# Available data
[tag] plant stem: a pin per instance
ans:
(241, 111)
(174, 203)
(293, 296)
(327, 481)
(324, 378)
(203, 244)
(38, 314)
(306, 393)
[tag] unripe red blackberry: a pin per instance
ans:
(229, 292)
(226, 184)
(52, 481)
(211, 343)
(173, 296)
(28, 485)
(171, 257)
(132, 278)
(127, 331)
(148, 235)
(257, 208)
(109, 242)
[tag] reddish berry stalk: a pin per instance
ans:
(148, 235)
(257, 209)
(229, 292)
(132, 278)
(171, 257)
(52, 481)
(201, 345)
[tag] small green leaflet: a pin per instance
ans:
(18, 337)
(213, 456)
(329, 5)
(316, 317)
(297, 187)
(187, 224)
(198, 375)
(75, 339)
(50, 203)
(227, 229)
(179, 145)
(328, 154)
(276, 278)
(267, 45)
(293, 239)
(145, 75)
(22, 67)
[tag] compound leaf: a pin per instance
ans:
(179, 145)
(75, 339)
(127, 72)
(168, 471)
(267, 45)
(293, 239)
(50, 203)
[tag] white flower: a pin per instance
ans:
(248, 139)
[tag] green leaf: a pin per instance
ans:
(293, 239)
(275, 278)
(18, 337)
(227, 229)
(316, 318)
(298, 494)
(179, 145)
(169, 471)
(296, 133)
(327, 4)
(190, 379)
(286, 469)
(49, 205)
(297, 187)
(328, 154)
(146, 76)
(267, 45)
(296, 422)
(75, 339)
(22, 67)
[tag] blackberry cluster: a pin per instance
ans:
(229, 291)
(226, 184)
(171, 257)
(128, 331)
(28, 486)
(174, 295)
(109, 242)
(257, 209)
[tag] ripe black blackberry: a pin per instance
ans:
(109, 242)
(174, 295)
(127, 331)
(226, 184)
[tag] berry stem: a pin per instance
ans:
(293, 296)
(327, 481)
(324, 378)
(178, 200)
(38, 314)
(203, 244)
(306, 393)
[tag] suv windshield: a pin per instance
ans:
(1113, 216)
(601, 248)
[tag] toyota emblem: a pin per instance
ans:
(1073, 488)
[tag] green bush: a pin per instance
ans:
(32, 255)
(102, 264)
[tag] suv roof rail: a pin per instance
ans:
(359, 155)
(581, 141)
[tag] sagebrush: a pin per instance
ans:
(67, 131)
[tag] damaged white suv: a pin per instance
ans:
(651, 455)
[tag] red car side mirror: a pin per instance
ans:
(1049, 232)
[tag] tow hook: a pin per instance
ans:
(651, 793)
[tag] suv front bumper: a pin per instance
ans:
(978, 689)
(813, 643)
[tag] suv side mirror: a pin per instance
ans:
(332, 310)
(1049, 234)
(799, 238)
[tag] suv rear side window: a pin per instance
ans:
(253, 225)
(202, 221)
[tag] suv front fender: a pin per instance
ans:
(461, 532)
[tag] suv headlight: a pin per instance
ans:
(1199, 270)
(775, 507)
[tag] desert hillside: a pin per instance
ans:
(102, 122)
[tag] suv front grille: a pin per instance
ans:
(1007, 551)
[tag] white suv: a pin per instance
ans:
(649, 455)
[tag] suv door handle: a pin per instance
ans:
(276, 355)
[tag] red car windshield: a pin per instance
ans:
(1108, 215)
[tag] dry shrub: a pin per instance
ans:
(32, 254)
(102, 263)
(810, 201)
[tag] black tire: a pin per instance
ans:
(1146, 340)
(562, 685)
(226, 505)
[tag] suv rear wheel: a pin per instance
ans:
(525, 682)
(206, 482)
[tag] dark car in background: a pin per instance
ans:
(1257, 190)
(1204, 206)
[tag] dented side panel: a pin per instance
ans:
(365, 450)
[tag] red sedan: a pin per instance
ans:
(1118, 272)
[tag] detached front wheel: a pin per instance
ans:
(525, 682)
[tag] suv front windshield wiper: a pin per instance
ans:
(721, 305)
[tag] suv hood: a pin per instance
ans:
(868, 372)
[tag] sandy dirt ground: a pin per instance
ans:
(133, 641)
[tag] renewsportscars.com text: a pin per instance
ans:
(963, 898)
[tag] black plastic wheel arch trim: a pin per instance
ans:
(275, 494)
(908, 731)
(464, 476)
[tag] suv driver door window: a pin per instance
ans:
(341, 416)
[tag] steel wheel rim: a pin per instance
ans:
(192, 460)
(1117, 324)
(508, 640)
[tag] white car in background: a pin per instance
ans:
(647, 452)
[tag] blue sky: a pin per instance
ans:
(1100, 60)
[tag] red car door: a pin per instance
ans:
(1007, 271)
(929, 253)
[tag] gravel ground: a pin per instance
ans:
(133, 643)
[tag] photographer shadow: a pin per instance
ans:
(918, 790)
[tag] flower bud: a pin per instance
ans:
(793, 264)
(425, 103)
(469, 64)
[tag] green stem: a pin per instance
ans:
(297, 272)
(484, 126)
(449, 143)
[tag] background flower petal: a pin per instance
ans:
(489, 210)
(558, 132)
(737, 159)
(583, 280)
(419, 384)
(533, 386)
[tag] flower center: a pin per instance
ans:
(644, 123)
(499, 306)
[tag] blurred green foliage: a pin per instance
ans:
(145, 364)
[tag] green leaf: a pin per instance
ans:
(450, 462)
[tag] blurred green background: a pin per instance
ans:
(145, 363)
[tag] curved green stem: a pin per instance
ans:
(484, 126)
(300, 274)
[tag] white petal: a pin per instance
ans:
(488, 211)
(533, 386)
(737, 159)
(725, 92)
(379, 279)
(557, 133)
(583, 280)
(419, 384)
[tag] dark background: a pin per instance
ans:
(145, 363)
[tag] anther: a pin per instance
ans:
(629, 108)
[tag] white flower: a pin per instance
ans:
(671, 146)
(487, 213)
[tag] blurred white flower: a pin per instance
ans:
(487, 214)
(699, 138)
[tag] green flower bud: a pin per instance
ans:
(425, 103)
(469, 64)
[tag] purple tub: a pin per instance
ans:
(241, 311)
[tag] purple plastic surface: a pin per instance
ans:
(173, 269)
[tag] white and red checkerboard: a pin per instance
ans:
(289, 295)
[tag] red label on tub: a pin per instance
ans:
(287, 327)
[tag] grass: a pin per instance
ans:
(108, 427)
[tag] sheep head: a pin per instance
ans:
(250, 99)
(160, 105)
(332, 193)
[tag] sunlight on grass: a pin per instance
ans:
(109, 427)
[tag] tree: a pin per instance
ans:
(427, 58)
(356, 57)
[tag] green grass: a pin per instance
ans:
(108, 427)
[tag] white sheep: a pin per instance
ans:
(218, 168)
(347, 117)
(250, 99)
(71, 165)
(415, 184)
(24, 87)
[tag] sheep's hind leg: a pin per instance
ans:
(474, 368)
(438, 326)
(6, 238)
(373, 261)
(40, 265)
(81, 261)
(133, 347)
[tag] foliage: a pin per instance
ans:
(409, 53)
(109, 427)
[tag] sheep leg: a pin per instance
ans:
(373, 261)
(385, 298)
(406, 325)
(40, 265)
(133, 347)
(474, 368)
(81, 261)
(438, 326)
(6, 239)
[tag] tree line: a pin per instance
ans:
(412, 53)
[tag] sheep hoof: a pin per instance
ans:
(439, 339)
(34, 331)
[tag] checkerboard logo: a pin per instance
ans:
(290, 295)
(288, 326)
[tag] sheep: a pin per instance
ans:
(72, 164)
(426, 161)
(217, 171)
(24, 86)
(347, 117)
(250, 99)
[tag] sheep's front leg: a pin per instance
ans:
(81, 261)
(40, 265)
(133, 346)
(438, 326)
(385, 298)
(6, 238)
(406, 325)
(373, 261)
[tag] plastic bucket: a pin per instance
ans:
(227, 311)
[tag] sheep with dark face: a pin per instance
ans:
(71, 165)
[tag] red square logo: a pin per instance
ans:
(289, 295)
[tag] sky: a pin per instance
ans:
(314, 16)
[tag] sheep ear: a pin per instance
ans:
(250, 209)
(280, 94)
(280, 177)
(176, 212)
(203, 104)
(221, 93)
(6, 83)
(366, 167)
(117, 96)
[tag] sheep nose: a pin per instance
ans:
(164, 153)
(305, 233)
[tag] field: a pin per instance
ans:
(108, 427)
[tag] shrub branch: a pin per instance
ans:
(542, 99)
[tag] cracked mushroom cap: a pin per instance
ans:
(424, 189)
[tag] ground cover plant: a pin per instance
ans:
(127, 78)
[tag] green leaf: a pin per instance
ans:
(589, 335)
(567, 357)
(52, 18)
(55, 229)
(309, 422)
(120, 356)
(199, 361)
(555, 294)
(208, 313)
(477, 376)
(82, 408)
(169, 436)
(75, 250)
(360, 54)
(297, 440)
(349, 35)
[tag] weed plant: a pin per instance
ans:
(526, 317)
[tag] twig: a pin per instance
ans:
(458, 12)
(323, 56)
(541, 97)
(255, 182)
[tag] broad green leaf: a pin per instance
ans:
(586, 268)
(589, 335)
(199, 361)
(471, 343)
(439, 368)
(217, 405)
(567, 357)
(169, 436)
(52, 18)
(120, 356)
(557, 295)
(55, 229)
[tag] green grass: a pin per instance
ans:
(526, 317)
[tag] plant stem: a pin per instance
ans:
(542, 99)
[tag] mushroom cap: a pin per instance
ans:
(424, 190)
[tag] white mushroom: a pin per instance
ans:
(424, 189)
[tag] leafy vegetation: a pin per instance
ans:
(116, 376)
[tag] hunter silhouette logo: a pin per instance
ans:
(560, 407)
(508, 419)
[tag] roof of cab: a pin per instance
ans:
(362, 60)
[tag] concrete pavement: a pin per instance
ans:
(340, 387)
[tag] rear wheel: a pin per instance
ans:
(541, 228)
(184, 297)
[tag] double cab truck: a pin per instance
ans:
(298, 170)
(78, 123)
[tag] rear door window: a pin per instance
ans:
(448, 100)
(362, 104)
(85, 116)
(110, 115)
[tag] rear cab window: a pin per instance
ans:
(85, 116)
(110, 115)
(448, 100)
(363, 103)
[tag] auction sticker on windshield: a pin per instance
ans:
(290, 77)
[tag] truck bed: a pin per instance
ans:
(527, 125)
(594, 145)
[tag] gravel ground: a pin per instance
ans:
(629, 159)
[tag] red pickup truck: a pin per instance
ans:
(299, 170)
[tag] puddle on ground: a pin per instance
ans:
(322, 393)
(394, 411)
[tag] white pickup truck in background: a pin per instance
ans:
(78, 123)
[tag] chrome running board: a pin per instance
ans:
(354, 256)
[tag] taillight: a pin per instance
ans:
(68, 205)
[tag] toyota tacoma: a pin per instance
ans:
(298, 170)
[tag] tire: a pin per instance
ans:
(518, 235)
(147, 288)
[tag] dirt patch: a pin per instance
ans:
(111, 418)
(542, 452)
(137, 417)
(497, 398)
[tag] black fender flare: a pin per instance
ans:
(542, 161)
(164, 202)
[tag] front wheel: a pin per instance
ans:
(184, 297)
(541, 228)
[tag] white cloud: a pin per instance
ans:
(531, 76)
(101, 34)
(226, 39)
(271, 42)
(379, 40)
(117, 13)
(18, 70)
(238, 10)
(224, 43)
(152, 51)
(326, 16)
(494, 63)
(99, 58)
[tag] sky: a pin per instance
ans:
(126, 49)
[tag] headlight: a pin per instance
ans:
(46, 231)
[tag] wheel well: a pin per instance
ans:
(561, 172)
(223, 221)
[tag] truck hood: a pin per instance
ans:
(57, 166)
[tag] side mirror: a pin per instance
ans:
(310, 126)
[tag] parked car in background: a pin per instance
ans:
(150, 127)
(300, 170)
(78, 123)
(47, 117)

# Exercise
Return exactly the lines from the one containing "[tag] puddle on ground: a pin per instance" to the last line of the data, and nothing more.

# Task answer
[tag] puddle on ground: a pin per instance
ans:
(322, 393)
(394, 411)
[tag] white pickup truck in background: a pin per instance
ans:
(78, 123)
[tag] chrome running board: a pin per instance
ans:
(354, 256)
[tag] taillight: a pin per instance
ans:
(68, 205)
[tag] toyota tacoma: a pin per instance
ans:
(298, 170)
[tag] tire: a pin per instance
ans:
(518, 235)
(147, 288)
[tag] dirt patch: a pin per instance
ans:
(111, 418)
(542, 452)
(137, 417)
(497, 398)
[tag] black fender flare: a pin per instance
ans:
(542, 161)
(164, 202)
[tag] front wheel: a pin per instance
ans:
(184, 297)
(541, 228)
[tag] white cloud: a pin per instance
ans:
(531, 76)
(101, 34)
(226, 39)
(271, 42)
(379, 40)
(117, 13)
(18, 70)
(238, 10)
(224, 43)
(152, 51)
(326, 16)
(494, 63)
(99, 58)
[tag] sky: a pin per instance
ans:
(126, 49)
[tag] headlight: a pin per instance
ans:
(46, 231)
[tag] wheel well: a pin per instance
ans:
(561, 172)
(223, 221)
[tag] truck hood: a pin per instance
ans:
(57, 166)
[tag] side mirror: a pin per instance
ans:
(310, 126)
[tag] parked car in background: a pin per instance
ans:
(150, 127)
(300, 170)
(78, 123)
(47, 117)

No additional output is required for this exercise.